:: What you have to do ::
Rewrite the material starting at the line containing "Q: For the photo above, point to the green" and ending at the last line of the material, keeping every line. Add -101 to each x and y coordinate in the answer points, and leave the sample points in the other lines unchanged.

:: Extracted data ::

▽

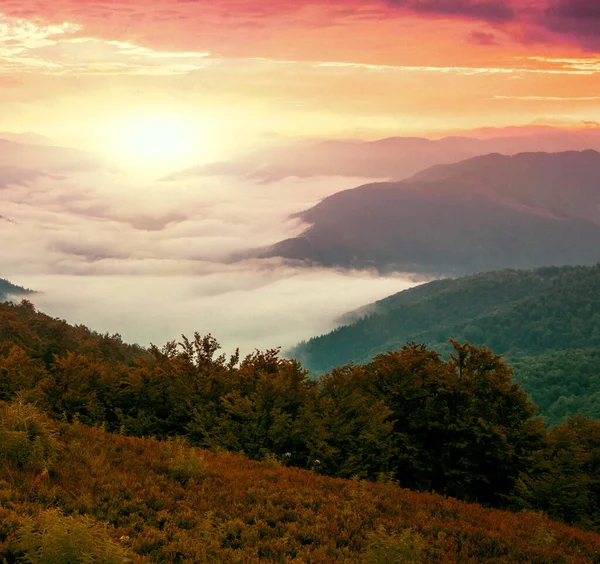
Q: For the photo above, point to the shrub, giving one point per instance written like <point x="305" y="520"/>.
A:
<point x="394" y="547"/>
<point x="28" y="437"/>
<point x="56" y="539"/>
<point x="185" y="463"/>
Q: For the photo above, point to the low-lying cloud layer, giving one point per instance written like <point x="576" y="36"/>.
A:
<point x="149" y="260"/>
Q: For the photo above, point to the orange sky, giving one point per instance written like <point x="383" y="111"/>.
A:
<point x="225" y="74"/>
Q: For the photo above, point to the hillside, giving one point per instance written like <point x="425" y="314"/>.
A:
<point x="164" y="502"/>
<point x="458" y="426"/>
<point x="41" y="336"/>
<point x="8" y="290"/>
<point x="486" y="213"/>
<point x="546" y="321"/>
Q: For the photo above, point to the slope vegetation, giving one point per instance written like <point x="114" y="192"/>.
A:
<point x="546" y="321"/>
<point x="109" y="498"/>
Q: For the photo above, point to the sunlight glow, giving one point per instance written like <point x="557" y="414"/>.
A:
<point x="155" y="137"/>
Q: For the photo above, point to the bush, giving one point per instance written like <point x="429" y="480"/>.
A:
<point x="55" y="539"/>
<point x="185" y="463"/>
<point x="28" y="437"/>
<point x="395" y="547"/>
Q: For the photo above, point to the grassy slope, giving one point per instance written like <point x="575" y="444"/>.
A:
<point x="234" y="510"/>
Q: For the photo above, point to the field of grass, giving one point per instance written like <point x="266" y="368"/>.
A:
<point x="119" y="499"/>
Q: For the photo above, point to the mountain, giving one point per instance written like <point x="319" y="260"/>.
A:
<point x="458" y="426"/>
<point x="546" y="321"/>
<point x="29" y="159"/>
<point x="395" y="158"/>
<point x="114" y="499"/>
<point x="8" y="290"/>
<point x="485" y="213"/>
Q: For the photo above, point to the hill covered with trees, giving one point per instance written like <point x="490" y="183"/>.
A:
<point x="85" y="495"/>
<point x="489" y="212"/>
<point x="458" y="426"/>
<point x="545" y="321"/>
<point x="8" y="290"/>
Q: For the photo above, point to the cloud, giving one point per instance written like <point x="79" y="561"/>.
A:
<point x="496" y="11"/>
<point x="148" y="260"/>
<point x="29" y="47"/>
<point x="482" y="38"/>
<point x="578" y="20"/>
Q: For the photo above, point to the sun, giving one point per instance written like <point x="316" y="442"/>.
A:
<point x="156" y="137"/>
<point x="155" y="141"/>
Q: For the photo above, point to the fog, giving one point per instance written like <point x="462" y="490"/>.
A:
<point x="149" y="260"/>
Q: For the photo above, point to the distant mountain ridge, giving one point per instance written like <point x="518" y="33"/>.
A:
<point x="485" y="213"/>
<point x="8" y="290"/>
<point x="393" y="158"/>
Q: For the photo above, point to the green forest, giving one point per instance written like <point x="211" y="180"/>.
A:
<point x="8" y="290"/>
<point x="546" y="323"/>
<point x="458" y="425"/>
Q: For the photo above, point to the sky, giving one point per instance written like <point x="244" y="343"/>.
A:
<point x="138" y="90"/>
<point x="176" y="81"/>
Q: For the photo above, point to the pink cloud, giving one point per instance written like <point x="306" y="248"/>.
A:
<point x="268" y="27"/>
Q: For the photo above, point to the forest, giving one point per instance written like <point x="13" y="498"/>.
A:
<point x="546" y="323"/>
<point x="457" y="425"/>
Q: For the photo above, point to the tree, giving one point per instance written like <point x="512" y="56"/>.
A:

△

:: Result ::
Q: For the photo above, point to the green forest, giving one point per instance written like <point x="211" y="180"/>.
A:
<point x="-93" y="189"/>
<point x="445" y="222"/>
<point x="357" y="324"/>
Q: For the photo above, point to the sky, giving one point per instance written like <point x="244" y="343"/>.
A:
<point x="37" y="-11"/>
<point x="75" y="-20"/>
Q: For the photo above, point to the pink cloud, giving one point per instance written like <point x="306" y="248"/>.
A:
<point x="167" y="-74"/>
Q: For the photo above, point to the forest, giving one point per instance written like <point x="13" y="498"/>.
A:
<point x="445" y="222"/>
<point x="356" y="324"/>
Q: For the photo above, point to the tree, giving one point per instance written like <point x="512" y="56"/>.
A:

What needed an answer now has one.